WHAT TO WORK ON: Match the string "mouth" against each line below, and copy every line that matches.

-.-.-

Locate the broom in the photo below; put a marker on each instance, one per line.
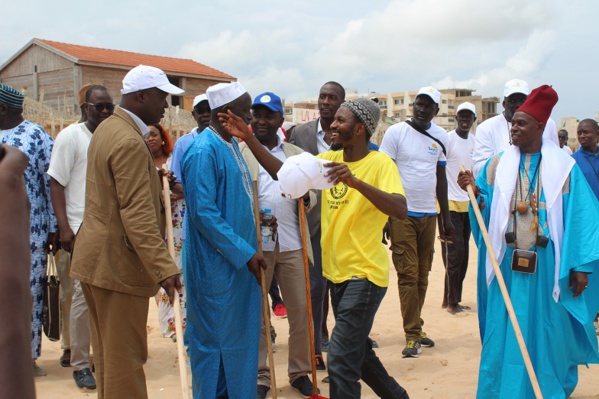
(265, 307)
(303, 232)
(506, 296)
(178, 320)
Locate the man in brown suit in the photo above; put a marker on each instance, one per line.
(120, 256)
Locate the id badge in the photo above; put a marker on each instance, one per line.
(524, 261)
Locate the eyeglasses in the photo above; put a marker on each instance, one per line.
(102, 107)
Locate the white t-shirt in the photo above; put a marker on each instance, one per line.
(68, 166)
(493, 137)
(416, 157)
(285, 210)
(459, 152)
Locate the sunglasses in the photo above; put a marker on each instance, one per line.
(102, 107)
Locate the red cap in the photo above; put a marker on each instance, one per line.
(540, 103)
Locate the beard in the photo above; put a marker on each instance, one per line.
(336, 146)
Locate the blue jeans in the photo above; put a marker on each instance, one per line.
(350, 355)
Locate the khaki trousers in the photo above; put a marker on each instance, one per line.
(63, 268)
(413, 246)
(79, 329)
(289, 269)
(119, 340)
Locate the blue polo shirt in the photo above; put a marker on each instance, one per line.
(589, 163)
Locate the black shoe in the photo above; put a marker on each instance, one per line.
(304, 386)
(84, 379)
(261, 391)
(65, 359)
(320, 363)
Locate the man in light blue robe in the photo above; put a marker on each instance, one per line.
(220, 257)
(554, 307)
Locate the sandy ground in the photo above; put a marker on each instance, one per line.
(449, 370)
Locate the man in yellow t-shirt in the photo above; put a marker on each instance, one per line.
(368, 189)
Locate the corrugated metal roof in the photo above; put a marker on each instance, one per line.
(85, 54)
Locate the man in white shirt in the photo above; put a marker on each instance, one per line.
(68, 168)
(460, 148)
(493, 135)
(562, 136)
(418, 148)
(283, 255)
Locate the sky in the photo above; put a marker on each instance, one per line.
(292, 47)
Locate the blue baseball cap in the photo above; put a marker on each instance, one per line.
(270, 101)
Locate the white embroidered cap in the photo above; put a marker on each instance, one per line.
(301, 173)
(466, 106)
(145, 77)
(199, 99)
(223, 93)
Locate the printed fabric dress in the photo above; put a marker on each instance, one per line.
(37, 145)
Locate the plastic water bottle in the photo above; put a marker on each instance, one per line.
(266, 227)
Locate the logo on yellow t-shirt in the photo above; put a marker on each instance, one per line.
(339, 191)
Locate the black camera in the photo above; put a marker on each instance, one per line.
(510, 238)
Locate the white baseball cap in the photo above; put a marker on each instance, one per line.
(301, 173)
(431, 92)
(466, 106)
(145, 77)
(199, 99)
(515, 86)
(223, 93)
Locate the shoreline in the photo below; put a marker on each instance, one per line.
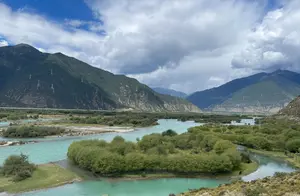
(42, 179)
(155, 176)
(77, 132)
(278, 155)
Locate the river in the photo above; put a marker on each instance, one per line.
(52, 150)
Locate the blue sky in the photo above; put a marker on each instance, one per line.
(185, 45)
(55, 9)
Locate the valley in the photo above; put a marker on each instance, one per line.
(53, 149)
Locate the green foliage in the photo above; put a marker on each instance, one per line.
(17, 167)
(169, 132)
(31, 132)
(272, 135)
(157, 153)
(293, 145)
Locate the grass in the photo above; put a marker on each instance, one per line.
(45, 176)
(279, 185)
(245, 168)
(293, 160)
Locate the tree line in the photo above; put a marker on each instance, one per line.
(188, 153)
(31, 131)
(271, 135)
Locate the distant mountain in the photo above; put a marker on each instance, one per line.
(292, 109)
(29, 78)
(171, 92)
(263, 92)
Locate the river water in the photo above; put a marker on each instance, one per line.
(55, 149)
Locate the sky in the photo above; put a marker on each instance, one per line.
(188, 45)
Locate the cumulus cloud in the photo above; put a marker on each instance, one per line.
(3, 43)
(185, 45)
(275, 43)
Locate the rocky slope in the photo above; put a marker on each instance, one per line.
(292, 109)
(29, 78)
(171, 92)
(260, 93)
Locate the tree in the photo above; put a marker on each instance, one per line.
(293, 145)
(222, 145)
(169, 132)
(18, 167)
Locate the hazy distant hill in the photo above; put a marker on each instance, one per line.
(263, 92)
(29, 78)
(171, 92)
(292, 109)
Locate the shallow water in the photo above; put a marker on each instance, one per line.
(55, 149)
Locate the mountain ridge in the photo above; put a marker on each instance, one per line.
(30, 78)
(259, 93)
(166, 91)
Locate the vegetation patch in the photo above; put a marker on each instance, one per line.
(31, 132)
(272, 135)
(45, 176)
(188, 154)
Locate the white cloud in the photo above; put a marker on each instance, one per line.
(3, 43)
(275, 43)
(185, 45)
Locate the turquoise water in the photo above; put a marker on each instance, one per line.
(55, 149)
(160, 187)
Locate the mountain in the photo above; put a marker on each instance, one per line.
(263, 93)
(30, 78)
(171, 92)
(292, 109)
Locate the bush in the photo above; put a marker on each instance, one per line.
(18, 167)
(293, 145)
(169, 132)
(31, 131)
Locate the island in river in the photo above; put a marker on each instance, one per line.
(189, 154)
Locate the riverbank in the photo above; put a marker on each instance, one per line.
(279, 185)
(15, 143)
(45, 176)
(75, 130)
(244, 170)
(293, 160)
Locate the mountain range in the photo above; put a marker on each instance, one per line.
(262, 92)
(166, 91)
(292, 109)
(30, 78)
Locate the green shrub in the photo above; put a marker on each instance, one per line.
(293, 145)
(18, 167)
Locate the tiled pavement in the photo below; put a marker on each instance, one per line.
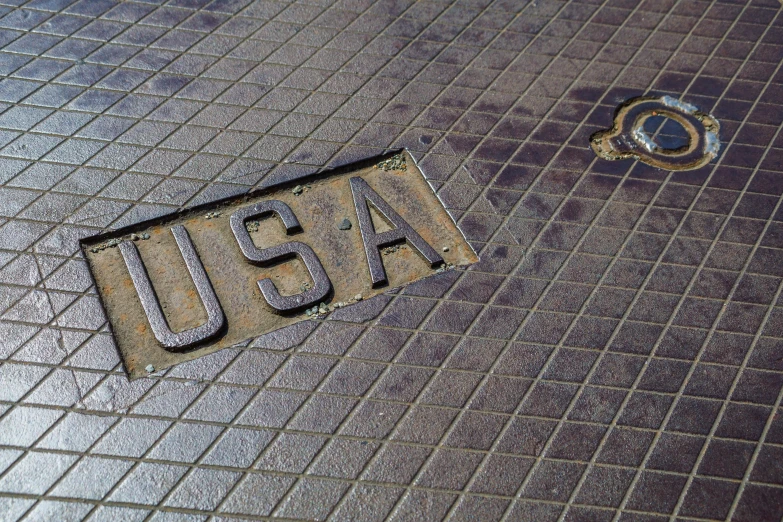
(617, 353)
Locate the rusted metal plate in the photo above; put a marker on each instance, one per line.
(188, 285)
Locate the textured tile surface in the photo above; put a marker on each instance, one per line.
(615, 355)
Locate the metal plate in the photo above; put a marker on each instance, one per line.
(614, 356)
(198, 268)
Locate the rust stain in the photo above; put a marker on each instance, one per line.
(320, 206)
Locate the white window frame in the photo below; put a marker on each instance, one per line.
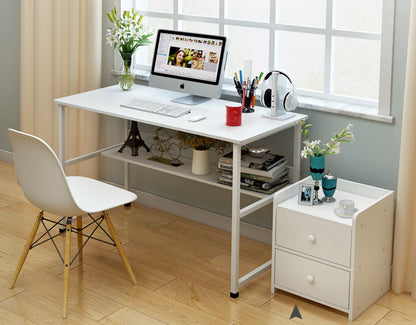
(379, 111)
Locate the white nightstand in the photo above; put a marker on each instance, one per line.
(344, 263)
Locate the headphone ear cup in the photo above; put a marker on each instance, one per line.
(267, 97)
(289, 103)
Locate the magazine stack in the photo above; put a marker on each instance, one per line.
(265, 175)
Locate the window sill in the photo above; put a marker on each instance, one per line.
(315, 104)
(328, 106)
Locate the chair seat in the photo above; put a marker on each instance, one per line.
(94, 196)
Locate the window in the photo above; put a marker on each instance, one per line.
(338, 52)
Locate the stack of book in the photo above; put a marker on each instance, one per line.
(265, 175)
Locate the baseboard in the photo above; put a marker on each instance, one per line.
(6, 156)
(202, 216)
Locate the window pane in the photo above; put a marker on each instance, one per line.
(257, 10)
(242, 48)
(356, 67)
(198, 27)
(155, 5)
(202, 8)
(144, 54)
(312, 13)
(358, 15)
(302, 56)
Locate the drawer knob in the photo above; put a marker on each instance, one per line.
(310, 278)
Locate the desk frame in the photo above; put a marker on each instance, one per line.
(237, 213)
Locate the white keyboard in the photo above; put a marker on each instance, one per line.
(157, 108)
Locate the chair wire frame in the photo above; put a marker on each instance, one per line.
(95, 221)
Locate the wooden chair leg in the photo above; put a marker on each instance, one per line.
(79, 236)
(67, 261)
(29, 242)
(119, 247)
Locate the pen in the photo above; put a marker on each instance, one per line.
(244, 94)
(253, 91)
(238, 86)
(261, 75)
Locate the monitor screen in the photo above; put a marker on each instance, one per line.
(189, 62)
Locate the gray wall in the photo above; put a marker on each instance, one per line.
(9, 69)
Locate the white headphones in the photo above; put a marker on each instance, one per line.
(289, 98)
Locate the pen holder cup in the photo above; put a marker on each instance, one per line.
(247, 99)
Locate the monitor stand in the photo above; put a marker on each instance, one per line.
(191, 100)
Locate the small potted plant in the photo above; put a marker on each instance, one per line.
(200, 146)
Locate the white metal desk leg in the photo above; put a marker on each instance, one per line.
(235, 222)
(61, 144)
(297, 142)
(61, 134)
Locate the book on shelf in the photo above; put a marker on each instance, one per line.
(282, 182)
(265, 163)
(226, 173)
(271, 173)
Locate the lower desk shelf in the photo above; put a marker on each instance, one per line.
(183, 171)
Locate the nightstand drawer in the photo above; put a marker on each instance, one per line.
(312, 279)
(313, 236)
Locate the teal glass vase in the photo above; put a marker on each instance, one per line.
(317, 167)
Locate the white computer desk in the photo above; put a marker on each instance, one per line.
(254, 127)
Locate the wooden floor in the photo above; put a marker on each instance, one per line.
(182, 270)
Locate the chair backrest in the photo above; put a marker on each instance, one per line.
(41, 176)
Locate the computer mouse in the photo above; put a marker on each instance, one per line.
(196, 118)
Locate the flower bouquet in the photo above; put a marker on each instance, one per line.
(314, 149)
(126, 35)
(317, 153)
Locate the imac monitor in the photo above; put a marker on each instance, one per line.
(190, 63)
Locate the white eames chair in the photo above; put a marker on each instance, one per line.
(43, 181)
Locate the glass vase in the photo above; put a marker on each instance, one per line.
(317, 168)
(126, 76)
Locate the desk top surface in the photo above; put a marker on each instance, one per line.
(107, 101)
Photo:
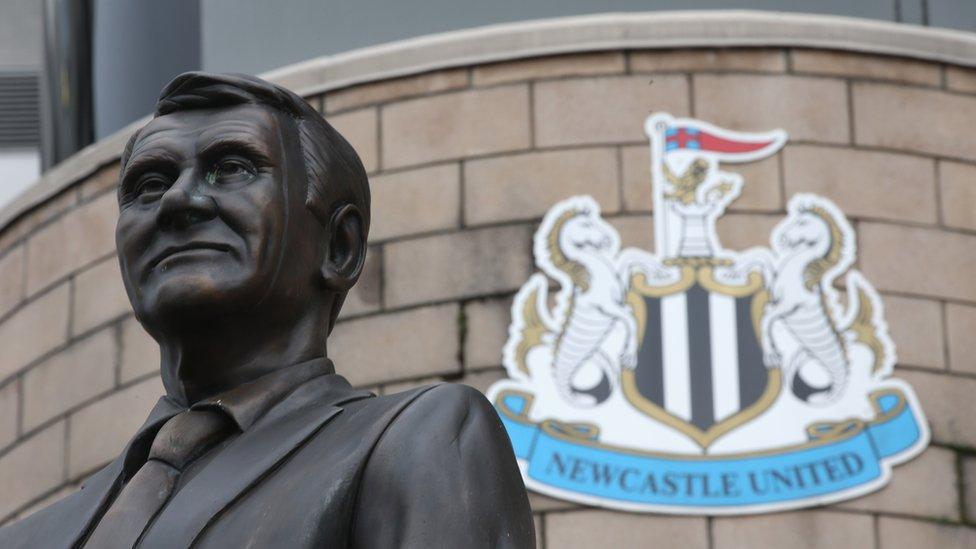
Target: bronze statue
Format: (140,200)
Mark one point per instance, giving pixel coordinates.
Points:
(242,225)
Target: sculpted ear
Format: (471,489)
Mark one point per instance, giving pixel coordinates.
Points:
(346,249)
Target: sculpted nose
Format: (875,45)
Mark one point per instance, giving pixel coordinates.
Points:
(182,206)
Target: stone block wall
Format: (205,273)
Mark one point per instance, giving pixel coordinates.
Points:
(463,163)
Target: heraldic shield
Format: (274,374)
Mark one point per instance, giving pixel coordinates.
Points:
(700,361)
(697,379)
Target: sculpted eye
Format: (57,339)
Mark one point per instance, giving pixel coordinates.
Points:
(150,186)
(230,171)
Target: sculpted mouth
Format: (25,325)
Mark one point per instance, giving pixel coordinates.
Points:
(191,247)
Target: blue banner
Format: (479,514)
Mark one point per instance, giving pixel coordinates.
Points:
(839,457)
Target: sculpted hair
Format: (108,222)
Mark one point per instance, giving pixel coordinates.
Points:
(334,174)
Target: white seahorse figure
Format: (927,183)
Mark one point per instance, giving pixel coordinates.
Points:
(579,249)
(812,246)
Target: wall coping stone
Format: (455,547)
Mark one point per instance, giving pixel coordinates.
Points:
(564,35)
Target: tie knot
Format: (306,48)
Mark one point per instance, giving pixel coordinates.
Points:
(188,435)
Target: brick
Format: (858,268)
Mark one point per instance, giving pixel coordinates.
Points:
(99,296)
(525,186)
(35,329)
(896,533)
(587,64)
(11,279)
(69,378)
(638,189)
(808,529)
(925,486)
(961,79)
(875,67)
(455,125)
(702,60)
(32,468)
(366,295)
(488,322)
(360,130)
(483,379)
(46,501)
(403,345)
(415,201)
(864,183)
(9,405)
(51,208)
(961,327)
(399,88)
(918,261)
(635,231)
(604,110)
(889,116)
(593,528)
(13,233)
(958,193)
(741,231)
(79,237)
(969,487)
(139,353)
(809,109)
(468,264)
(945,399)
(761,190)
(99,431)
(915,326)
(101,181)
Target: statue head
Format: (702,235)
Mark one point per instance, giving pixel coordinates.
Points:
(239,200)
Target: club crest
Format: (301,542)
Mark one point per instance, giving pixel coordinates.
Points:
(698,379)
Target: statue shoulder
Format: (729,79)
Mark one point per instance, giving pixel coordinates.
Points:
(445,407)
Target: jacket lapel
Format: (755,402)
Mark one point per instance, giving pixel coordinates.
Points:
(247,460)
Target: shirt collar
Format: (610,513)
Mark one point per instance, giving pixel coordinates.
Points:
(246,403)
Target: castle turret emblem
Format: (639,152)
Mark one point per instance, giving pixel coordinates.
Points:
(695,378)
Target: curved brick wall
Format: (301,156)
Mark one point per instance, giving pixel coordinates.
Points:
(463,164)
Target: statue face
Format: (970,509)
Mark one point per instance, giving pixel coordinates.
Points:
(207,202)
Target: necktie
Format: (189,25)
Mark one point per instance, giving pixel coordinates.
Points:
(181,440)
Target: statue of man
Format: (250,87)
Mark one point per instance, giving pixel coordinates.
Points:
(242,225)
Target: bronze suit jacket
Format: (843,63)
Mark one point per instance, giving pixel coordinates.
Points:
(329,466)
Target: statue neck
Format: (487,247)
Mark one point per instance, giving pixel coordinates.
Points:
(211,357)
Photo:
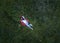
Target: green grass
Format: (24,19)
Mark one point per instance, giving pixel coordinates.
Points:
(43,14)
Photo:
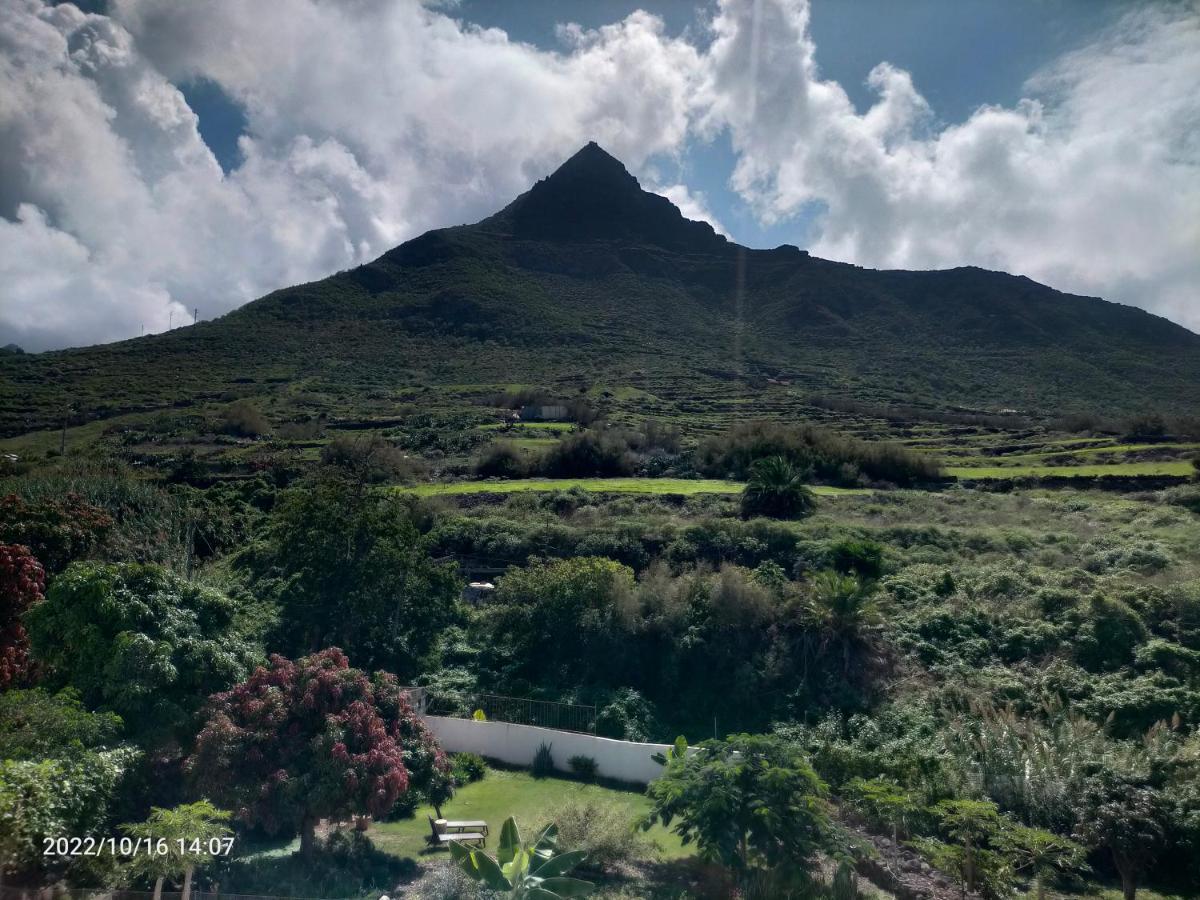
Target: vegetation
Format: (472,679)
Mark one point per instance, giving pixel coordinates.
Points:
(520,869)
(310,739)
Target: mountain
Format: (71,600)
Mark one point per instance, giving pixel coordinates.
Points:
(588,280)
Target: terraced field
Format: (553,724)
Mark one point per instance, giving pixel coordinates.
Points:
(669,486)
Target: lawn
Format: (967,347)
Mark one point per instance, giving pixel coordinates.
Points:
(504,793)
(605,485)
(1123,469)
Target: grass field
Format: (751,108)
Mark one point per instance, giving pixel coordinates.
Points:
(605,485)
(532,801)
(1123,469)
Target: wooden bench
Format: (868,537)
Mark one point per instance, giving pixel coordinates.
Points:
(454,832)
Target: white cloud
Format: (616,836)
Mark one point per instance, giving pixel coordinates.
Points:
(1090,185)
(694,204)
(371,121)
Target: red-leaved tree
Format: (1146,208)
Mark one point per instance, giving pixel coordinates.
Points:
(22,580)
(309,739)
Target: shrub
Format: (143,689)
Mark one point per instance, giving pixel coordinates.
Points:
(777,490)
(733,454)
(502,460)
(544,761)
(585,767)
(603,832)
(244,419)
(468,767)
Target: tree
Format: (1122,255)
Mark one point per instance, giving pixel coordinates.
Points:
(139,641)
(189,835)
(973,825)
(843,606)
(1127,817)
(777,490)
(744,799)
(37,725)
(53,798)
(58,531)
(301,741)
(357,575)
(559,621)
(883,802)
(22,580)
(535,870)
(1041,852)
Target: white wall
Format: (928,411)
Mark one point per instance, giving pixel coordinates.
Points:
(516,745)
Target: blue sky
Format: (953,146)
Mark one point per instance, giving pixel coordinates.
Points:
(159,156)
(961,55)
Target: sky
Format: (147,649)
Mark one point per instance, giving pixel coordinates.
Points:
(157,157)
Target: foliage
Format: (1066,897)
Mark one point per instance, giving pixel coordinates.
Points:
(520,869)
(57,529)
(468,767)
(139,641)
(604,832)
(185,832)
(55,798)
(313,738)
(744,799)
(585,767)
(883,803)
(543,761)
(36,725)
(355,574)
(735,453)
(1127,817)
(777,490)
(244,419)
(22,581)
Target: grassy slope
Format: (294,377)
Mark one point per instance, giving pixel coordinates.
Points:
(677,486)
(515,793)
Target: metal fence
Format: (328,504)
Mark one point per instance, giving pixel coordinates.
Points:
(61,892)
(543,713)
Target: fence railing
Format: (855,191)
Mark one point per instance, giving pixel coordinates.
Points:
(517,711)
(60,892)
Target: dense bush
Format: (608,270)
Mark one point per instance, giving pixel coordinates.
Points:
(468,767)
(733,454)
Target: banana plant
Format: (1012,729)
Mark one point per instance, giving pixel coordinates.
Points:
(525,871)
(676,751)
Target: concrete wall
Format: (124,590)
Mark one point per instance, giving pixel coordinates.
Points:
(516,745)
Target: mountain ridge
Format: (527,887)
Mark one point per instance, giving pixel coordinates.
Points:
(587,277)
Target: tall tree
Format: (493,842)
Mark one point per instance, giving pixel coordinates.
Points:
(22,580)
(184,838)
(313,738)
(777,490)
(357,575)
(139,641)
(744,799)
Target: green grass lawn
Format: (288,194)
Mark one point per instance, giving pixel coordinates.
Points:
(605,485)
(515,793)
(1125,469)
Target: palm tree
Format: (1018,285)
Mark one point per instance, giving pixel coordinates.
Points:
(777,490)
(843,607)
(183,838)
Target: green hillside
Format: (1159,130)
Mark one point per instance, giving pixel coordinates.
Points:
(587,280)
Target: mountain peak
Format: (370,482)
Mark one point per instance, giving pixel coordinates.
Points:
(593,197)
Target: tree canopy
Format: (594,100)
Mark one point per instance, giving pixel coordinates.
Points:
(138,641)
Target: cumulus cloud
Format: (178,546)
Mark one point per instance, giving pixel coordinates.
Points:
(1091,184)
(371,121)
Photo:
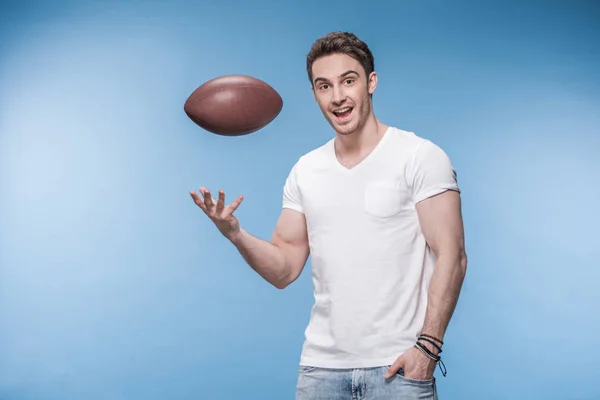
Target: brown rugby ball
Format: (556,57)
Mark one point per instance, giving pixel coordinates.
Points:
(233,105)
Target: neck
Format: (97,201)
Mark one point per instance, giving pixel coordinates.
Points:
(361,141)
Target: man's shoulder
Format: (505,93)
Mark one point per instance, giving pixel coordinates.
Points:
(316,157)
(406,139)
(411,144)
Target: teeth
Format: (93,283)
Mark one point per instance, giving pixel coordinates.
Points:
(343,110)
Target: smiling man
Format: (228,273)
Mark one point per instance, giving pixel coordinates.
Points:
(378,209)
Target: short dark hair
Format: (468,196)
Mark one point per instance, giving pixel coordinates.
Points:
(344,43)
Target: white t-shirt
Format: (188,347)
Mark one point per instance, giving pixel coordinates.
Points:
(371,265)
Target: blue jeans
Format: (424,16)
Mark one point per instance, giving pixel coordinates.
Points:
(360,384)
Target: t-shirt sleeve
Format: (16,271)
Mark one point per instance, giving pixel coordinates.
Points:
(430,172)
(291,191)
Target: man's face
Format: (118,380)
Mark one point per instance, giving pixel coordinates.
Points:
(342,90)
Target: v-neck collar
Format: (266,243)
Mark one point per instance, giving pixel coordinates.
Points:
(365,160)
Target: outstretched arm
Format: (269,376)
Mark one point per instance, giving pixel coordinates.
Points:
(279,261)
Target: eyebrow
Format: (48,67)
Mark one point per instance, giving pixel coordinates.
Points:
(341,76)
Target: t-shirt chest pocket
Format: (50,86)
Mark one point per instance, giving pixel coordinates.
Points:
(384,199)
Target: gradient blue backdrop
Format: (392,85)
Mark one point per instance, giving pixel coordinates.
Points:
(114,285)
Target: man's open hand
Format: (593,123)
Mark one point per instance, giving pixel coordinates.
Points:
(219,213)
(415,364)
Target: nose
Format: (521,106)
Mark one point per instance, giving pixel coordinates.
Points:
(338,96)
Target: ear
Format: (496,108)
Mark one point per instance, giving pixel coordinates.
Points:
(372,82)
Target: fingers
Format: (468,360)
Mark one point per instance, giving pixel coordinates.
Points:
(221,202)
(393,369)
(207,198)
(233,206)
(207,203)
(198,200)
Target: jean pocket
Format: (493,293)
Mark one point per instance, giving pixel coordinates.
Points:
(305,369)
(419,382)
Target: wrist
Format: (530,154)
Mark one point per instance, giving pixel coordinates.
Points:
(235,236)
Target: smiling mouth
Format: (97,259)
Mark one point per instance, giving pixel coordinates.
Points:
(342,112)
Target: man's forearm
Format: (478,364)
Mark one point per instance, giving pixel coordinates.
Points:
(444,290)
(264,257)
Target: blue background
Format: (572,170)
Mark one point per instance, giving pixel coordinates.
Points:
(114,285)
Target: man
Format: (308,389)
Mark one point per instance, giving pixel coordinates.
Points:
(379,210)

-.-.-

REPLY TO THE EXERCISE:
Target: sculpted mouth
Target: smiling mouth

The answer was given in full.